>>>>>

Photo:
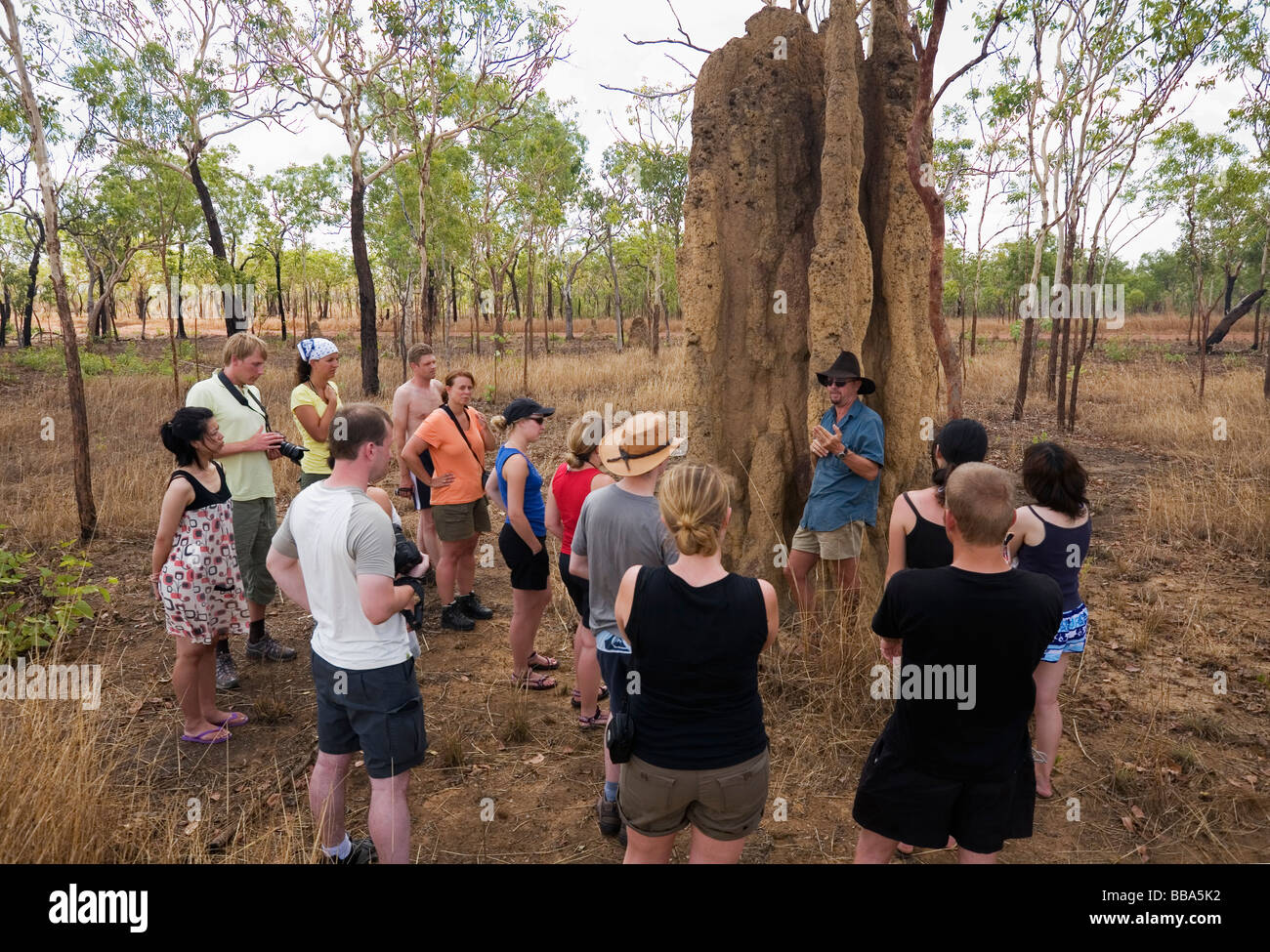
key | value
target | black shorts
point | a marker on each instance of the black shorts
(898, 801)
(529, 570)
(614, 669)
(579, 591)
(422, 493)
(377, 711)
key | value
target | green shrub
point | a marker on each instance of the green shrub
(39, 604)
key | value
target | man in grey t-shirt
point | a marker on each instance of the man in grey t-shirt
(621, 525)
(333, 555)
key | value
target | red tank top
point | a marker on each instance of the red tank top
(570, 487)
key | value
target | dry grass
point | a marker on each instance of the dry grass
(96, 790)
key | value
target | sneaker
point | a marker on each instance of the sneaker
(453, 617)
(608, 816)
(363, 851)
(473, 608)
(227, 673)
(270, 650)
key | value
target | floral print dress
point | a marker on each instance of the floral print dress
(201, 587)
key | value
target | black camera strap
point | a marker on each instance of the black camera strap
(242, 400)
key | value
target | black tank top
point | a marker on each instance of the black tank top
(697, 651)
(203, 496)
(1059, 557)
(927, 545)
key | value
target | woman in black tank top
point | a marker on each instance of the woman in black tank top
(194, 571)
(915, 537)
(697, 631)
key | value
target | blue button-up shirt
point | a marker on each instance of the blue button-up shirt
(839, 495)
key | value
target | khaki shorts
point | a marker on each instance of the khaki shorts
(254, 523)
(842, 542)
(461, 520)
(725, 804)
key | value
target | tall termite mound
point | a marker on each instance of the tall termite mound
(803, 236)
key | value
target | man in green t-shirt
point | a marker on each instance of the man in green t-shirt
(249, 448)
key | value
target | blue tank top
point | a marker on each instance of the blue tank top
(534, 509)
(1059, 557)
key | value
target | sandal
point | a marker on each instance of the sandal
(542, 664)
(541, 682)
(600, 696)
(203, 739)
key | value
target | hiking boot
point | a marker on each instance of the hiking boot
(270, 650)
(608, 816)
(363, 851)
(453, 617)
(227, 673)
(473, 608)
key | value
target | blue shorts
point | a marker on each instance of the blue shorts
(1071, 635)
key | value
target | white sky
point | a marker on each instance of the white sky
(601, 55)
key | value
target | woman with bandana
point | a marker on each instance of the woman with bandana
(314, 404)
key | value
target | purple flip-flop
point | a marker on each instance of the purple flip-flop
(203, 739)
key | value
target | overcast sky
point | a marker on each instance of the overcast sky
(598, 54)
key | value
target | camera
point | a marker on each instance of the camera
(292, 452)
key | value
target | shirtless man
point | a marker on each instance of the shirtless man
(411, 402)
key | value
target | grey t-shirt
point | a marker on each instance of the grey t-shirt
(338, 533)
(617, 529)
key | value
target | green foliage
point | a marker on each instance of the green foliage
(39, 604)
(1117, 351)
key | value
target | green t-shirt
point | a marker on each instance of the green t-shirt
(249, 475)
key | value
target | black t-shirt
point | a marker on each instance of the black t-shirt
(972, 642)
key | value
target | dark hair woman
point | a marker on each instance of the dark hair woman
(915, 537)
(194, 570)
(1053, 538)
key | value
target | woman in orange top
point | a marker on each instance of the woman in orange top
(457, 436)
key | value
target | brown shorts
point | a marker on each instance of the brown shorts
(725, 804)
(461, 520)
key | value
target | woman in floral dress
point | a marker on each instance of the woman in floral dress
(194, 570)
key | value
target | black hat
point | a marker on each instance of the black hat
(522, 407)
(847, 367)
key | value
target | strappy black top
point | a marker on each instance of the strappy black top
(927, 545)
(203, 496)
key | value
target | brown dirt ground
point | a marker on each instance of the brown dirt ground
(1164, 768)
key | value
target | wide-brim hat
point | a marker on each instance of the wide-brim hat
(640, 444)
(847, 366)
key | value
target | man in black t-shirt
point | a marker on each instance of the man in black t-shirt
(953, 758)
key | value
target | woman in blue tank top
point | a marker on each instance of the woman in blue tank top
(697, 631)
(1053, 538)
(524, 537)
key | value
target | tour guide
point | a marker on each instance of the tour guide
(849, 448)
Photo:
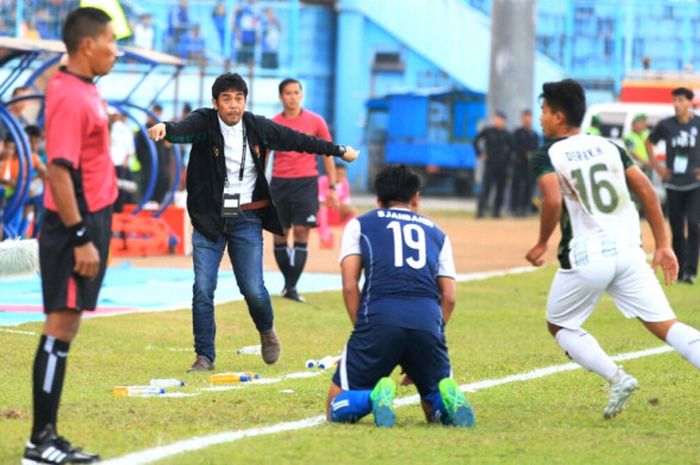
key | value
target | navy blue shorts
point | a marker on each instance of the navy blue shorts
(373, 352)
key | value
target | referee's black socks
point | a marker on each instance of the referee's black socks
(282, 259)
(49, 372)
(297, 264)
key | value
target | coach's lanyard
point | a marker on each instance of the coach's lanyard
(243, 155)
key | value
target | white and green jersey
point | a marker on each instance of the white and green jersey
(597, 203)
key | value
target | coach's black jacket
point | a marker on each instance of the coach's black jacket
(206, 170)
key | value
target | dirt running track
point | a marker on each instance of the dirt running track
(478, 245)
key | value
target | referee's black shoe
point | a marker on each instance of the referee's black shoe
(53, 449)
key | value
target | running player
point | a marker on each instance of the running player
(294, 186)
(600, 248)
(400, 316)
(76, 230)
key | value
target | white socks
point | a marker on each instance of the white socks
(585, 350)
(686, 340)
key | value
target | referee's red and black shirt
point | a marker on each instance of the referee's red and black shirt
(77, 136)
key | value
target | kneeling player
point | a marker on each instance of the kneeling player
(399, 318)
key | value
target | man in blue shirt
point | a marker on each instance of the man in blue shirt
(399, 317)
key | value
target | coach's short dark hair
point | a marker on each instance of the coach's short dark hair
(683, 92)
(568, 97)
(396, 183)
(229, 81)
(81, 23)
(288, 81)
(33, 130)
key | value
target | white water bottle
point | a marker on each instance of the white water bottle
(167, 382)
(249, 350)
(327, 362)
(138, 391)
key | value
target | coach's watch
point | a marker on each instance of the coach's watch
(79, 234)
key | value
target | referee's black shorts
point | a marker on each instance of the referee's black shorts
(296, 200)
(60, 286)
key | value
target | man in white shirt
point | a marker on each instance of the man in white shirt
(229, 203)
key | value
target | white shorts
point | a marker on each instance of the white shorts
(626, 276)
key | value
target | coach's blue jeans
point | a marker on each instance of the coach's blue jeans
(243, 236)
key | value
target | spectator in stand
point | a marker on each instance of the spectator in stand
(30, 31)
(178, 25)
(144, 33)
(17, 108)
(34, 207)
(245, 25)
(10, 170)
(218, 16)
(526, 141)
(271, 33)
(192, 46)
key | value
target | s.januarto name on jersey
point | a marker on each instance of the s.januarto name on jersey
(582, 155)
(405, 216)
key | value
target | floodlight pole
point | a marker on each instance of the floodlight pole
(511, 76)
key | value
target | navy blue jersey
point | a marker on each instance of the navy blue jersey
(403, 254)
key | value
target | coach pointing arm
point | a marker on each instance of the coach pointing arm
(274, 136)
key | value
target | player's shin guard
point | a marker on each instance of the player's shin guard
(686, 340)
(350, 406)
(585, 350)
(438, 412)
(47, 380)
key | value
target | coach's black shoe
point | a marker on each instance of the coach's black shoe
(270, 346)
(53, 449)
(201, 364)
(292, 294)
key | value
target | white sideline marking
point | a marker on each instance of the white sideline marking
(201, 442)
(481, 275)
(15, 331)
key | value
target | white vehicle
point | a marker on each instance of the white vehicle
(616, 118)
(616, 123)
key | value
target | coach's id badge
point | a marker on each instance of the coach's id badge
(231, 205)
(680, 164)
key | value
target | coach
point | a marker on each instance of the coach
(229, 203)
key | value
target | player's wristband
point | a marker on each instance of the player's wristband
(79, 234)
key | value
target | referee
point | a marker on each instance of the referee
(294, 186)
(681, 175)
(76, 230)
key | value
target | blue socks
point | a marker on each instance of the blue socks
(350, 406)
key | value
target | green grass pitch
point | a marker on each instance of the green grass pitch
(497, 329)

<<<<<

THE EXERCISE: Quote the preceding listing precisely and completely, omitting its images.

RESULT FOR THIS EXERCISE:
Photo:
key | value
target | black shorts
point | a marker on each instance of the black shorts
(898, 801)
(529, 570)
(614, 669)
(579, 591)
(422, 493)
(377, 711)
key | value
target | green shrub
point | a marker on each instance of the green shrub
(39, 604)
key | value
target | man in grey t-shirt
point | a marker on each instance of the man in grey t-shirt
(621, 525)
(333, 555)
key | value
target | red tank top
point | a marker on each instance of the red tank top
(570, 487)
key | value
target | dry grass
point | a marker on each instance of the dry grass
(96, 790)
key | value
target | sneaker
point | a marker on each instance of the sneaker
(453, 617)
(608, 816)
(363, 851)
(473, 608)
(227, 673)
(270, 650)
key | value
target | floral print dress
point | a marker on each instance of the floral print dress
(201, 587)
key | value
target | black camera strap
point | a marker on each instance of the black camera strap
(242, 400)
key | value
target | black tank top
point | a marker on each instance of the black tank top
(697, 651)
(203, 496)
(1059, 557)
(927, 545)
key | value
target | woman in black tank top
point | a marker on each instance of the woman in black tank top
(194, 571)
(915, 537)
(697, 631)
key | value
target | blue button-up shirt
point | a marker on each instance of the blue button-up shirt
(839, 495)
key | value
target | khaki shorts
point | a marker on each instance of the khaki shorts
(254, 523)
(842, 542)
(461, 520)
(725, 804)
key | value
target | tall termite mound
point | a marker on each instance of the tall termite mound
(803, 236)
key | value
target | man in green t-shirt
point | a marker on each instance of the man in green t-shirt
(249, 448)
key | value
target | blue tank top
point | a marker on each instance of the blue tank top
(534, 509)
(1059, 557)
key | value
target | sandal
point | a marker on each instance of the sandal
(542, 664)
(541, 682)
(600, 696)
(203, 739)
key | value
target | hiking boot
point | a marker on each instance of the hiking boot
(270, 650)
(608, 816)
(363, 851)
(453, 617)
(227, 673)
(473, 608)
key | value
target | blue shorts
point | a marker on each instance of the blue shorts
(1071, 635)
key | value
target | white sky
point | a marker on each instance of the white sky
(601, 55)
key | value
target | woman with bandana
point | a marker on each instance of the woman with bandana
(314, 404)
key | value
target | purple flip-flop
point | a marker on each instance of the purple flip-flop
(203, 739)
key | value
target | overcast sky
point | a marker on each instance of the overcast sky
(598, 54)
key | value
target | camera
point | a marker on each instance of the camera
(292, 452)
key | value
target | shirtless man
point | a marker on each instance of the shirtless man
(411, 402)
key | value
target | grey t-shirt
point | a marker on each instance of the grey t-shirt
(338, 533)
(617, 529)
key | value
target | green foliage
point | a marker on each instance of the green foliage
(39, 604)
(1117, 351)
key | value
target | green t-shirt
point | a marker on each instance of the green t-shirt
(249, 475)
key | value
target | black t-shirt
point | a marker on each instance of the black t-shirt
(972, 642)
key | value
target | dark hair woman
point | a marker on each instance of the dark hair woman
(915, 537)
(194, 570)
(1053, 538)
key | value
target | woman in orange top
point | a marker on each instance of the woman in orange top
(457, 436)
key | value
target | brown shorts
point | a marker on each instance of the brown shorts
(725, 804)
(461, 520)
key | value
target | woman in floral dress
point | a marker on each instance of the woman in floral dress
(194, 570)
key | value
target | black hat
point | a marker on each instance of the black hat
(522, 407)
(847, 367)
key | value
target | strappy black top
point | a marker on each instance of the strappy black top
(927, 545)
(203, 496)
key | value
target | brown dirt ground
point | a marker on each instance of the brown dirt ground
(1164, 768)
key | value
target | wide-brim hat
point | a marker on each instance of the wide-brim hat
(640, 444)
(847, 366)
key | value
target | man in black t-shirt
point | a marker on each instance of the man in black t-shirt
(953, 758)
key | value
target | woman in blue tank top
point | a marker on each instance of the woman in blue tank top
(697, 631)
(1053, 538)
(524, 537)
key | value
target | tour guide
point | a marker on each instance of the tour guide
(849, 448)
Photo:
key | value
target | navy blue shorts
point | a marker on each instance of the navy blue shorts
(373, 352)
key | value
target | referee's black socks
point | a marker on each instance of the referee's black socks
(282, 259)
(49, 372)
(297, 264)
key | value
target | coach's lanyard
point | a marker on each instance of the coach's lanyard
(243, 155)
key | value
target | white and green jersey
point | a marker on each instance of the white and green jersey
(597, 203)
key | value
target | coach's black jacket
point | a marker on each instance of the coach's black jacket
(206, 170)
key | value
target | dirt running track
point | a marker on each instance of the dirt running track
(478, 245)
key | value
target | referee's black shoe
point | a marker on each instance of the referee's black shoe
(53, 449)
key | value
target | running player
point | a marker on each instance of the running player
(294, 186)
(600, 248)
(400, 316)
(76, 230)
key | value
target | white socks
point | a marker on each instance of the white socks
(585, 350)
(686, 340)
key | value
target | referee's red and black shirt
point | a marker on each instance of the referee's red and black shirt
(77, 136)
key | value
target | kneeling player
point | a marker on each instance of the kneeling player
(399, 318)
key | value
target | man in blue shirt
point | a marker on each instance of the man in blue shirt
(399, 317)
key | value
target | coach's short dark hair
point | a marker on each instance of the coach's short dark hair
(683, 92)
(568, 97)
(396, 183)
(229, 81)
(81, 23)
(288, 81)
(33, 130)
key | value
target | white water bottle
point | a marker on each instance of the white water bottle
(167, 382)
(249, 350)
(327, 362)
(138, 391)
key | value
target | coach's watch
point | a marker on each instance of the coach's watch
(79, 234)
key | value
target | referee's black shorts
point | a marker on each instance of the referee's black shorts
(296, 200)
(60, 286)
key | value
target | man in white shirt
point | a marker on each instance of the man in white shirt
(229, 203)
key | value
target | white shorts
point | a marker on each instance of the white shorts
(626, 276)
key | value
target | coach's blue jeans
point | a marker on each instance of the coach's blue jeans
(243, 236)
key | value
target | spectator in stand
point | a marker on each instance of the spectator in stand
(30, 31)
(178, 25)
(144, 33)
(17, 108)
(34, 207)
(245, 25)
(10, 170)
(218, 16)
(526, 141)
(271, 33)
(192, 46)
key | value
target | s.januarto name on jersey
point | a marker on each instance of the s.januarto name on jersey
(582, 155)
(405, 216)
key | value
target | floodlight pole
point | a marker on each instance of the floodlight pole
(511, 76)
key | value
target | navy blue jersey
point | a marker on each instance of the navy blue jersey
(403, 254)
key | value
target | coach pointing arm
point | a marker on each instance of the coach pointing arm
(274, 136)
key | value
target | player's shin guard
point | a marker on each instance of the player's shin guard
(686, 340)
(350, 406)
(585, 350)
(438, 412)
(47, 380)
key | value
target | coach's black shoe
point | a marker on each instance of the coach's black shoe
(270, 346)
(53, 449)
(201, 364)
(292, 294)
key | value
target | white sideline marking
point | a marker on each instance of the white sideline marking
(201, 442)
(481, 275)
(15, 331)
key | value
target | white vehicle
point | a marker on each instance of the white vehicle
(616, 118)
(616, 123)
key | value
target | coach's id badge
point | a marker on each instance of the coach's id badge
(231, 205)
(680, 164)
key | value
target | coach
point | a marker on each instance of the coach
(229, 203)
key | value
target | player's wristband
point | a marker on each instance of the player's wristband
(79, 234)
key | value
target | referee
point | a marker on each instance of the referee
(294, 186)
(681, 175)
(76, 230)
key | value
target | blue socks
point | a marker on each instance of the blue socks
(350, 406)
key | value
target | green grass pitch
point | a marker on each instance of the green grass pitch
(497, 329)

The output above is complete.